**Records for this task:**
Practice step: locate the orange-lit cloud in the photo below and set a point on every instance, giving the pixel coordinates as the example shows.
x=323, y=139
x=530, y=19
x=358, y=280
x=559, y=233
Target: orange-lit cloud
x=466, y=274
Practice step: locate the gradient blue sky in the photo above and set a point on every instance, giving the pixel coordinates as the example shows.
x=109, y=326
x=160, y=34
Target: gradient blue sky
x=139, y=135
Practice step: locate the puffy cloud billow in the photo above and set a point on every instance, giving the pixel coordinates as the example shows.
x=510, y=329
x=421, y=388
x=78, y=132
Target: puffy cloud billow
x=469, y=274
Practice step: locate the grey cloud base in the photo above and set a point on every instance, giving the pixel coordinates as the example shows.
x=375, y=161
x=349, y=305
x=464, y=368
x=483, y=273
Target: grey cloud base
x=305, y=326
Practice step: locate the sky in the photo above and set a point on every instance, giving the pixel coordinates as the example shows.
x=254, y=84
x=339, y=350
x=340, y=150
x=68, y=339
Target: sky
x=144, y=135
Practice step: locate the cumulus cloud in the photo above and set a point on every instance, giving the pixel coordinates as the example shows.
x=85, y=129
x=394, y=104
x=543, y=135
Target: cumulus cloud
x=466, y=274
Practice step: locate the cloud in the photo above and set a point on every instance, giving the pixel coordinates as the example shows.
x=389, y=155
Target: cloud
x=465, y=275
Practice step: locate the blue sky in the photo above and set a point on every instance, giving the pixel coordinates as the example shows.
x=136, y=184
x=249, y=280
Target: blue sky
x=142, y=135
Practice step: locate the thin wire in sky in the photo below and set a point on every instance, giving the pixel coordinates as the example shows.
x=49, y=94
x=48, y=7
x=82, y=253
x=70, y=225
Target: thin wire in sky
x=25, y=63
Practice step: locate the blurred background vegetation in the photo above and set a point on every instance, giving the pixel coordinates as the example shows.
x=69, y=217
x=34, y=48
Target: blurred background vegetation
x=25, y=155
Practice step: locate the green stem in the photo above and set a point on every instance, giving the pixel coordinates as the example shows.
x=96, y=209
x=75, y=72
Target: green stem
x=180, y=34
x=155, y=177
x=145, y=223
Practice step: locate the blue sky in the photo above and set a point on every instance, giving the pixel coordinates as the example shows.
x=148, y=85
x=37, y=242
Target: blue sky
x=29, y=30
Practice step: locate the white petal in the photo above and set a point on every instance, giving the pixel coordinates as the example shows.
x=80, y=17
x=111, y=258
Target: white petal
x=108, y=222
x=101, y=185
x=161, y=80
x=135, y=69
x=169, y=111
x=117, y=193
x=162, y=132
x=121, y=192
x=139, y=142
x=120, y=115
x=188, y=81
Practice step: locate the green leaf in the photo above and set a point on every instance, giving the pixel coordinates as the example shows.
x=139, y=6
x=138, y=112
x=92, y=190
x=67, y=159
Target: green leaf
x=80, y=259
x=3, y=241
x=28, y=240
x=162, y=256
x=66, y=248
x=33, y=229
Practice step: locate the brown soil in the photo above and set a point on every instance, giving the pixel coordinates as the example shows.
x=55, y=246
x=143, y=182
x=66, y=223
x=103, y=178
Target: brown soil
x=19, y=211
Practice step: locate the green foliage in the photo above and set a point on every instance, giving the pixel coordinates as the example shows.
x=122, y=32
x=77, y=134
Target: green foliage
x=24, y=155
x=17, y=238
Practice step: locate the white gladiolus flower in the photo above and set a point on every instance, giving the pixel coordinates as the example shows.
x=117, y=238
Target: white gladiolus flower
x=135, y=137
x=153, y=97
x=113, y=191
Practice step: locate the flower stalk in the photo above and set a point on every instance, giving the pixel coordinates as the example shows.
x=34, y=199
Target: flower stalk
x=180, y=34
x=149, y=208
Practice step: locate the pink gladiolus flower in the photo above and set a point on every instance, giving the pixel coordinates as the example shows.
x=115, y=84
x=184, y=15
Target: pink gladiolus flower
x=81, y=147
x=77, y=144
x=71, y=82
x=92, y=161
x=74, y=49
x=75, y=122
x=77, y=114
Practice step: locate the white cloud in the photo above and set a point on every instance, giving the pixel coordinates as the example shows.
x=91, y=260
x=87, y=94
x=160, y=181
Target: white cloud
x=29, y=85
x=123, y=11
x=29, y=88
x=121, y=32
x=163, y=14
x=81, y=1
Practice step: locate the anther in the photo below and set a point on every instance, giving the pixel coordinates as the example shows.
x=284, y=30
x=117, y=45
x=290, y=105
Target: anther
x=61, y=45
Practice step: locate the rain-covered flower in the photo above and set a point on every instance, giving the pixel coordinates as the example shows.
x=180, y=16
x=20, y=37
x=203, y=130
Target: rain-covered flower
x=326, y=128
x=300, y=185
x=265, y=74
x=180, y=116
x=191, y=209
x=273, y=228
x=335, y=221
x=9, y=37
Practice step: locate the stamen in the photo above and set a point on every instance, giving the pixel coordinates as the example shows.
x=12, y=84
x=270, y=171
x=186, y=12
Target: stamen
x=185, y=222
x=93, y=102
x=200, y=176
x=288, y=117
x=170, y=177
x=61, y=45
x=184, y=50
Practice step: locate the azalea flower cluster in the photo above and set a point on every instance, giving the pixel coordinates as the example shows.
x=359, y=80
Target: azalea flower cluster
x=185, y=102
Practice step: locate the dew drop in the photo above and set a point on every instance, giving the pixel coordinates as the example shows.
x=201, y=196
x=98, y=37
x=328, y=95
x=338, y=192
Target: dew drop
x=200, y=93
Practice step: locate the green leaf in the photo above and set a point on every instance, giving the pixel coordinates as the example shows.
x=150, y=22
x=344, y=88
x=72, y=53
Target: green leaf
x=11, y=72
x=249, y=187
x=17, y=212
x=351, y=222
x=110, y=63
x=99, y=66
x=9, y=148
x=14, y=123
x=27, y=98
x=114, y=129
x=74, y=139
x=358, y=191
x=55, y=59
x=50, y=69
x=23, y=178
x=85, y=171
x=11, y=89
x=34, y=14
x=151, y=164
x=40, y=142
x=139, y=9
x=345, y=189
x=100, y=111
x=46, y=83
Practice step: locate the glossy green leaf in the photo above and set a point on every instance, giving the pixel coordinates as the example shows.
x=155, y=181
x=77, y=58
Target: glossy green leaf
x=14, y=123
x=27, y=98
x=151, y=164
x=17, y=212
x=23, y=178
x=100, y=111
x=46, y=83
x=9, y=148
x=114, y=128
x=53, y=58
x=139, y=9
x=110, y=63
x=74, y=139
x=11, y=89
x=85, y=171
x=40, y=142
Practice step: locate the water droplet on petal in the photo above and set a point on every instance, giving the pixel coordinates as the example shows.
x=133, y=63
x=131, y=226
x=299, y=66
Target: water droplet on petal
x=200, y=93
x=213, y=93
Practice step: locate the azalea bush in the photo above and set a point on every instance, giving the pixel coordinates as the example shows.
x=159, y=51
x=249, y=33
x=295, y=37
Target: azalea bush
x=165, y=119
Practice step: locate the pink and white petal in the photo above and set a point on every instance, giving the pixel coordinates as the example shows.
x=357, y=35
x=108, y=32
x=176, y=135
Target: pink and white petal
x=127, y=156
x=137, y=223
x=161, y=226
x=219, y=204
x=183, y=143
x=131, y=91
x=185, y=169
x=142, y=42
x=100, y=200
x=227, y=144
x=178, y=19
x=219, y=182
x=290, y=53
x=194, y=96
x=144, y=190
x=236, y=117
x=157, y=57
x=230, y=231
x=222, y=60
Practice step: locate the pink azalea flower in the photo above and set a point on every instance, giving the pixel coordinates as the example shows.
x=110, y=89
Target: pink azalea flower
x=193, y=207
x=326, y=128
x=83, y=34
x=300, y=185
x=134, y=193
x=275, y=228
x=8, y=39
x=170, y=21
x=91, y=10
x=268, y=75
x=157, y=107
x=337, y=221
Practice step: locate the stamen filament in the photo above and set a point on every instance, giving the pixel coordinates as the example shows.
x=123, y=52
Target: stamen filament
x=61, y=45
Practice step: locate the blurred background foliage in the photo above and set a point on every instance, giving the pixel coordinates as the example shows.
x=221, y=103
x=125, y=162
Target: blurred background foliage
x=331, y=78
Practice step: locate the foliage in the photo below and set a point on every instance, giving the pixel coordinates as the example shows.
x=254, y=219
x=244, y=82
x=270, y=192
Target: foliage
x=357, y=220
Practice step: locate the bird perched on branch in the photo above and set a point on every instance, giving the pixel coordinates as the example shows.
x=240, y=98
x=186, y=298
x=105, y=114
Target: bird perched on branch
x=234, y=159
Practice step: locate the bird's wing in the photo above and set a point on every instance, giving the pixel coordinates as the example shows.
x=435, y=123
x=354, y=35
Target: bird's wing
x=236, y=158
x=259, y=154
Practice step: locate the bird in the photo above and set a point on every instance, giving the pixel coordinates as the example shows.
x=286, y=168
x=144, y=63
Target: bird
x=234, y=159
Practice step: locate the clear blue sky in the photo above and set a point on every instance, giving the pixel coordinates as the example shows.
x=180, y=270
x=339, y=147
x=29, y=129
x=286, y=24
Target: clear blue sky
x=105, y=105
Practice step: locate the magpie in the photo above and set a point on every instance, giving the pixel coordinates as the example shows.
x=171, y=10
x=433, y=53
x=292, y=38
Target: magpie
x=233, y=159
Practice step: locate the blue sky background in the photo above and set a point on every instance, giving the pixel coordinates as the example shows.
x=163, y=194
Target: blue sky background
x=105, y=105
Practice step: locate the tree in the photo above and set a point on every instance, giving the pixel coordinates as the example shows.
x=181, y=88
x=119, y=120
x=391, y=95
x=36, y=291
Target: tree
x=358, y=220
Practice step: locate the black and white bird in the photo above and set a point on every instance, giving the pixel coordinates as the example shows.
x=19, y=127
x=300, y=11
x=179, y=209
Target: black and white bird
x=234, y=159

* * *

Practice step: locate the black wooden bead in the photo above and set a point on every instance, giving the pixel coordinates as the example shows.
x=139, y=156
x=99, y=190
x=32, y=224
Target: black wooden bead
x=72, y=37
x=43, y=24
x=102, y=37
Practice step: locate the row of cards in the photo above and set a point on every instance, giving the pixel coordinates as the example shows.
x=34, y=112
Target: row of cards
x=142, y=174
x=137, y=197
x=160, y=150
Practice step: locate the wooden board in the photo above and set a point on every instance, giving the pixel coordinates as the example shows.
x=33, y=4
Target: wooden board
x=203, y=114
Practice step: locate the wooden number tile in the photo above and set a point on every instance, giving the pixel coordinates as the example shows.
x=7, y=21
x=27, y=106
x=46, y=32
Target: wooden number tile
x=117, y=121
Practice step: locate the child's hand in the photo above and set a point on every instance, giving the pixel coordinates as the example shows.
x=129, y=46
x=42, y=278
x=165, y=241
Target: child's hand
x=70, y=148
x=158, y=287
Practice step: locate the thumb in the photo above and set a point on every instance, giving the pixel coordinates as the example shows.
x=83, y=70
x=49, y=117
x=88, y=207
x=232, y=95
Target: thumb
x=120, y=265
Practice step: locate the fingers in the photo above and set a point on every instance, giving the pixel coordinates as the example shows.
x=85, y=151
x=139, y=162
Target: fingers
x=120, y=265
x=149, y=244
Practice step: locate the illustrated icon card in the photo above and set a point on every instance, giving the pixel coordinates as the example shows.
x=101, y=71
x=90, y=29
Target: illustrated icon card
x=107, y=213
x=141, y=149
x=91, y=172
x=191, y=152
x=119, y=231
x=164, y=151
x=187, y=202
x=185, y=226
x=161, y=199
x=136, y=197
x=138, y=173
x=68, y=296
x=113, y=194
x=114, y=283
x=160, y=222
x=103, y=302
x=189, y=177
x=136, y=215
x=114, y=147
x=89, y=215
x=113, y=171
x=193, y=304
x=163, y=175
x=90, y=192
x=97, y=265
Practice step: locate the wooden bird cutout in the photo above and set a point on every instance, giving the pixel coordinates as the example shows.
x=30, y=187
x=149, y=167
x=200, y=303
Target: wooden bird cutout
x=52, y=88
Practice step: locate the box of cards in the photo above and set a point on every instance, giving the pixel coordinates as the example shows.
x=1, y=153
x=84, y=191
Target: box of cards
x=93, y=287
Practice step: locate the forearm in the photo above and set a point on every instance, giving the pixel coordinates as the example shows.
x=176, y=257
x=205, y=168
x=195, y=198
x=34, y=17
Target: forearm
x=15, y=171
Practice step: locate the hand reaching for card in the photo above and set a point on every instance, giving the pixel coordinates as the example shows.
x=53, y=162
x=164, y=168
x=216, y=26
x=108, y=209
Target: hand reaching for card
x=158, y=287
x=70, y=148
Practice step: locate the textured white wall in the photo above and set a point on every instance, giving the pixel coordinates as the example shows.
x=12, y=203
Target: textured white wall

**Assignment:** Lines above with "textured" in them are the ones to copy.

**Response below:**
Practice step: locate the textured white wall in the photo above and set a point on every instance, giving the pixel coordinates as the example shows.
Target: textured white wall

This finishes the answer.